Extract provided:
** Begin **
Furrier, along with co-host Jeff Kelly, welcomed John Kreisa, Vice President of Strategic Marketing for Hortonworks, to a special session of theCUBE at this week’s Red Hat Summit.

Bringing up Intel’s recent strategic investment in Cloudera, Furrier claimed this is viewed as a significant validation for the Big Data space. “That’s big news,” he said. “That’s got everyone’s attention. It takes Hadoop to the top of the front page of the business press.”  Intel commented in earlier interview on @theCUBE that despite the Cloudera announcement, Intel intends to drive innovation to other Hadoop distro providers upstream.  This is important because it telegraphs that Intel doesn’t want to alienate competitors in the opensource ecosystem.

Furrier then asked Kreisa to address the Cloudera news and how it impacts Hortonworks and relates to other conversations happening at this week’s summit.  Agreeing with Furrier’s contention, Kreisa said, “It’s a good validation for the market, in general. That the large vendors continue to invest in the community, much like a lot of the partnerships that we form, it’s making sure there is investment at various levels, whether it’s engineering or elsewhere.”
** End **
Supplied entries:
** Begin **
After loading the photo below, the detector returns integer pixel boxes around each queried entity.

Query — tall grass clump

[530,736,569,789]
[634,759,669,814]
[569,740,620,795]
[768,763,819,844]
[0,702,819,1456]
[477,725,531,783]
** End **
Reproduce the passage from the theCUBE interview report word for word, starting at "Furrier, along with" and ending at "Red Hat Summit.". The records have no connection to the text.

Furrier, along with co-host Jeff Kelly, welcomed John Kreisa, Vice President of Strategic Marketing for Hortonworks, to a special session of theCUBE at this week’s Red Hat Summit.